## Stated task 1:
In the PyTorch forum post below, can you change "code" to "script" in the passage starting at "You will see" and ending at "having trouble with.", then give that passage again?

## Source:
Using this version of pytorch:
conda install pytorch torchvision cudatoolkit=10.2 -c pytorch
You might have to install additional things such as seaborn and etc but thats included in the first few lines of the jupyter notebook.
There are also small files that have to be download via uncommenting wget but that should be okay!
The issue seems to be that there is a storing of data from previous training epochs as it goes along and trains. Over time, the data takes up all the storage on my gpus resulting in the stopping of the algo. I suspect it might be something in the MultiGPULossCompute component that is storing the data as we go along OR in the
"Training the System
#!wget https://s3.amazonaws.com/opennmt-models/iwslt.pt
if False: model_opt = NoamOpt(model.src_embed[0].d_model, 1, 2000, torch.optim.Adam(model.parameters(), lr=0, betas=(0.9, 0.98), eps=1e-9)) for epoch in range(10): ........"
You will see that I have actually been able to train the translation model a bit before i run out of memory on my gpus.
I've looked all around the web and couldn't find where to change the code. I've done most of the hard yards getting the code to run in the sections beforehand, just.. this section is the one im having trouble with.
Original source: http://nlp.seas.harvard.edu/2018/04/03/attention.html The original source actually doesn't even train the model and defaults to downloading pretrained weight from somewhere else lol.

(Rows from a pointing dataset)
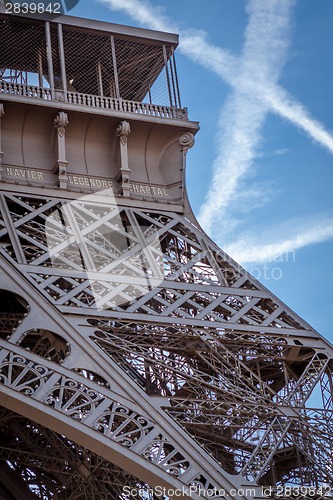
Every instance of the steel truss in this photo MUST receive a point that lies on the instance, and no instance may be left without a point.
(139, 333)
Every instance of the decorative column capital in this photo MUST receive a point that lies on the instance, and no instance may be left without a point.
(186, 141)
(60, 122)
(123, 131)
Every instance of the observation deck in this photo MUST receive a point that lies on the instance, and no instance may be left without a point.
(77, 63)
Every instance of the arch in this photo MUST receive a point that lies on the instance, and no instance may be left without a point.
(13, 309)
(46, 344)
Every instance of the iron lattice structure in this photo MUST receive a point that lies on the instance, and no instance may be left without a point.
(218, 357)
(133, 351)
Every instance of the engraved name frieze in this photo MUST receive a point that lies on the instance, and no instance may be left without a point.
(22, 173)
(145, 189)
(90, 182)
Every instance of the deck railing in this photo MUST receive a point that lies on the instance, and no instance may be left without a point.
(108, 103)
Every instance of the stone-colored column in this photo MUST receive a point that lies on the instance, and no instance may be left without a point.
(2, 112)
(187, 142)
(60, 123)
(123, 132)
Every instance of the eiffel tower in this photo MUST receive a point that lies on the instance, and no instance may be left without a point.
(137, 359)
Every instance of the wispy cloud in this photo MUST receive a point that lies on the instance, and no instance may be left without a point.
(242, 117)
(248, 249)
(263, 55)
(196, 45)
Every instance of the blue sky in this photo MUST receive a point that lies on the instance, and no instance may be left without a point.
(258, 76)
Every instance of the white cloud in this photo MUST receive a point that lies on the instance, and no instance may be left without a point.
(249, 248)
(255, 92)
(195, 44)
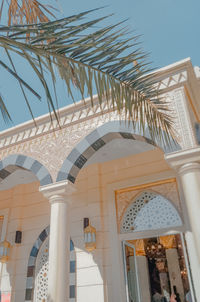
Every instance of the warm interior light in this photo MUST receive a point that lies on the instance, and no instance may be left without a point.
(90, 238)
(4, 251)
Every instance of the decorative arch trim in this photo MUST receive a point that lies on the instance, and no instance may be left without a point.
(32, 265)
(18, 161)
(95, 141)
(150, 211)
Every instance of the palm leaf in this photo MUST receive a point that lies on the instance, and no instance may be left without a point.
(94, 61)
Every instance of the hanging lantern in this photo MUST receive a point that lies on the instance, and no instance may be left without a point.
(4, 251)
(90, 237)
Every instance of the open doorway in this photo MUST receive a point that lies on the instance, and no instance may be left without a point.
(155, 268)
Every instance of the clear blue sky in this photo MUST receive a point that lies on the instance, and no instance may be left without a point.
(170, 29)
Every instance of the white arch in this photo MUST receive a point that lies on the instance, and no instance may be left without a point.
(150, 211)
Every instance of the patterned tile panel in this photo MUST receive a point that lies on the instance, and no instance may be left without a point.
(37, 271)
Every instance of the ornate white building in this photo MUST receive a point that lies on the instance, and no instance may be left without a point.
(142, 198)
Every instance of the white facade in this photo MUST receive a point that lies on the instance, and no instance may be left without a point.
(97, 167)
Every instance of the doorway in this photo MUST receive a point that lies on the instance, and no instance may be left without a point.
(155, 268)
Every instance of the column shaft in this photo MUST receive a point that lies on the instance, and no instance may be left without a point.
(190, 179)
(59, 247)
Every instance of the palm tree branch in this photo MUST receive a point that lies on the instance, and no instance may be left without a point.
(94, 60)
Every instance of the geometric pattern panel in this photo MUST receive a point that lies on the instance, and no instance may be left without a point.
(38, 263)
(132, 211)
(95, 141)
(17, 161)
(41, 273)
(150, 211)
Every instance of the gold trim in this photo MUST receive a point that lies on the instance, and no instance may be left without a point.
(191, 103)
(144, 186)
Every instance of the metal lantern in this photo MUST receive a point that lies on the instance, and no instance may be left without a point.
(90, 238)
(4, 251)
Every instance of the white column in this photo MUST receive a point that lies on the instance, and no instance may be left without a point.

## Stated task 2:
Can you locate every line in the rows above that contains the string "trim" and copy each one, treating uppercase and lowercase as different?

## Task output 1:
You will see that I have actually been able to train the translation model a bit before i run out of memory on my gpus.
I've looked all around the web and couldn't find where to change the script. I've done most of the hard yards getting the script to run in the sections beforehand, just.. this section is the one im having trouble with.

## Task output 2:
Every instance of the decorative arch trim in this photo MUST receive a point that lies on the instance, and no instance may be left without a point.
Every instance of the gold trim in this photo MUST receive a point that lies on the instance, and no instance may be left without a point.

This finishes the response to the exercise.